Aufgaben>
A - Seit welchem Datum ist der Schiedsspruch laut dem Auszug über den Fall Spuhler gültig?
B - Weshalb betreibt das Ministerium laut seinem Sprecher zum Fall Spuhler keine aktive Pressearbeit? Erläutern Sie dies anhand des Auszugs über den Fall Spuhler in höchstens drei Sätzen.
C - Führen Sie den Auszug über den Fall Spuhler im Anschluss an seinen letzten Satz weiter.

Textauszug>
# # # # #

Gäbe es die FDP-Fraktion im Stuttgarter Landtag nicht, dann wäre die Geschichte an dieser Stelle für die Öffentlichkeit zu Ende. Und besucht man die Homepage des Ministeriums, so endet sie dort auch heute noch.

Mit der Landtagswahl im Frühjahr 2021 änderte sich so einiges. Seither begleitete der Schwäbisch Haller Abgeordnete Stephen Brauer für die Liberalen das Thema. Der Oberstudienrat aus Crailsheim hakte im März 2022 nach. Ihn interessierten die "Kosten der Vertragsauflösung des Generalintendanten des Badischen Staatstheaters".

Geändert hat sich aber auch der Kündigungsfall Spuhler. Der war mittlerweile vor einem Schiedsgericht gelandet. Unbemerkt von der Öffentlichkeit. Dort einigte man sich "einvernehmlich", wie Ministerin Bauer am 20. April auf Brauers Kleine Anfrage antwortet. Eine Abfindung wurde gezahlt. Die Kündigung war damit hinfällig. Und der Schiedsspruch bereits seit 17. Februar gültig.

Diese Information findet sich aber nicht auf der Homepage des Ministeriums. Ist der Ministerin an einer öffentlichen Entlastung ihres ehemaligen Angestellten Spuhler nicht gelegen? Ein Sprecher erläutert auf RNZ-Nachfrage, Personalangelegenheiten seien "mit besonderer Sensibilität zu behandeln. Eine aktive Pressearbeit entspricht demnach nicht den Gepflogenheiten". Gleichwohl sei das Ministerium "der Auskunftspflicht gegenüber dem Parlament" nachgekommen. Damit ist Bauers Antwort auf die Kleine Anfrage gemeint.

# # # # #

Daten>
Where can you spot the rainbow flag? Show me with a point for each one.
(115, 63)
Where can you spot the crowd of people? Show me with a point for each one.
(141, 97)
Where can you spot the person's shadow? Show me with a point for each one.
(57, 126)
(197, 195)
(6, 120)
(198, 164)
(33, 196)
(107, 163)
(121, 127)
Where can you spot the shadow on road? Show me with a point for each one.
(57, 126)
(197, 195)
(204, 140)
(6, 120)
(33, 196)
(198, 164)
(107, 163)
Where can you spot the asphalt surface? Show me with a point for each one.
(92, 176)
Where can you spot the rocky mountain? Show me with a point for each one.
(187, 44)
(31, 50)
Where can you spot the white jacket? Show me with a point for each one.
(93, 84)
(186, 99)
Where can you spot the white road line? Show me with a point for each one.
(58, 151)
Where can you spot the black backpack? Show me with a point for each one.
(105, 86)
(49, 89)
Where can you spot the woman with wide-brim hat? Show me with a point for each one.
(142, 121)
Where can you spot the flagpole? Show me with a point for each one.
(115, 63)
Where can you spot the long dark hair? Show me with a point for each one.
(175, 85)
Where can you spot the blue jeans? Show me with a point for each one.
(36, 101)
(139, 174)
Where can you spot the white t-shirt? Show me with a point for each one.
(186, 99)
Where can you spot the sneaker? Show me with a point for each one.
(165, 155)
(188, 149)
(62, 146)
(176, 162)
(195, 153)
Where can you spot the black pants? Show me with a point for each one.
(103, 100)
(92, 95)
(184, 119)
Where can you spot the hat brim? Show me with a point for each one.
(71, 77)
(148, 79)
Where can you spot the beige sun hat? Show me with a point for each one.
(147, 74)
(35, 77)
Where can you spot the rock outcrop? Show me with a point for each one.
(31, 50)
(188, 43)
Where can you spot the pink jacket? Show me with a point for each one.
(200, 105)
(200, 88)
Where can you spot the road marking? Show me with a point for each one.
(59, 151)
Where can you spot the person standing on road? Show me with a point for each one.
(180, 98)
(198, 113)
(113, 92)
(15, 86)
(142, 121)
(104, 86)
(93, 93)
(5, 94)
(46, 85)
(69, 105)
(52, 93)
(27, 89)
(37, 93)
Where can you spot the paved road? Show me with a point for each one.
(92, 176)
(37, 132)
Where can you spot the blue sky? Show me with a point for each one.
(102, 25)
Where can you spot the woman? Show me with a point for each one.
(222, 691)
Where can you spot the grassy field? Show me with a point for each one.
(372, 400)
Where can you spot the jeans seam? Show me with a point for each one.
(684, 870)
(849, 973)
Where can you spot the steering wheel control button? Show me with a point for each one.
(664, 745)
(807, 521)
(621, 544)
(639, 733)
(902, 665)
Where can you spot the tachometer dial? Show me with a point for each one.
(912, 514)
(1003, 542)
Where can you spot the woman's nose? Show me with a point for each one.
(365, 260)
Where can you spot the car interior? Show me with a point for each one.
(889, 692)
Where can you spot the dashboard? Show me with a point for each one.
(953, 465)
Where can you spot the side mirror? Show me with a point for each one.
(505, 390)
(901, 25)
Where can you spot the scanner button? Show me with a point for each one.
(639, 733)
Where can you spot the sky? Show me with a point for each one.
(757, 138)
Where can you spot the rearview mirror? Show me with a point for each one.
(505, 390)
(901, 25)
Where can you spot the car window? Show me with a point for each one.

# # # # #

Lösungen>
A - Seit dem 17. Februar.

B - Nach Angabe des Sprechers sind Personalangelegenheiten mit besonderer Sensibilität zu behandeln. Eine aktive Pressearbeit entspricht deshalb nicht den Gepflogenheiten des Ministeriums. Seiner Auskunftspflicht gegenüber dem Parlament sei es jedoch mit Bauers Antwort auf die Kleine Anfrage nachgekommen.

C -
Darin heißt es ergänzend, die Parteien, also der Verwaltungsrat und der ehemalige Generalintendant, hätten "Stillschweigen über den Inhalt des Schiedsspruchs vereinbart". Doch das bezieht sich ja auf den Inhalt, nicht auf die Tatsache an sich. Insofern erstaunlich, dass zwar die fristlose Kündigung online steht, die für Spuhler entlastende Nachricht, dass die Kündigung vom Tisch ist, dagegen nicht.

Hätte das Schiedsgericht triftige Gründe für eine fristlose Kündigung gesehen, wäre es nicht zum einvernehmlichen Schiedsspruch gekommen. Das sieht auch der Liberale Abgeordnete Brauer so.

Ihn ärgert aber die Abfindung in unbekannter Höhe, die aus dem Etat des Staatstheaters gezahlt wird – parallel zum Gehalt des Nachfolge-Intendanten Ulrich Peters. Brauer findet es unmöglich, dass hier Steuergelder verschwendet würden. Ins Detail gehen darf er aber nicht. Nur im Vertrauen wurden wenige Abgeordnete im Landtag informiert.

Auch Peter Spuhler muss schweigen. Die RNZ-Anfrage beantwortet er wie folgt: "Es war eine harte Zeit, die viel Kraft verlangt hat und an der ich gewachsen bin. Beim Schiedsgericht wurde nun Klarheit hergestellt. Ich fühle mich rehabilitiert und kann von hier aus in die Zukunft blicken."

Spuhler und Bauer kennen sich übrigens schon lange. Aus Heidelberger Zeiten, wo der Theatermann von 2005 bis 2011 das hiesige Theater leitete (und gemeinsam mit der RNZ rettete). Beide duzten und schätzten sich. Im Karlsruher Staatstheater ward die Wissenschaftsministerin von Zeit zu Zeit als Zuschauerin gesehen. Genauso wie Ministerpräsident Winfried Kretschmann. Tempi passati.

Fiel die Trennung von Spuhler deshalb so ruppig aus? Um jeden Anschein zu vermeiden, Bauer könnte befangen sein? Diente die fristlose Kündigung sozusagen als größtmögliche öffentliche Distanzierung? Alles ohne sachlichen Grund?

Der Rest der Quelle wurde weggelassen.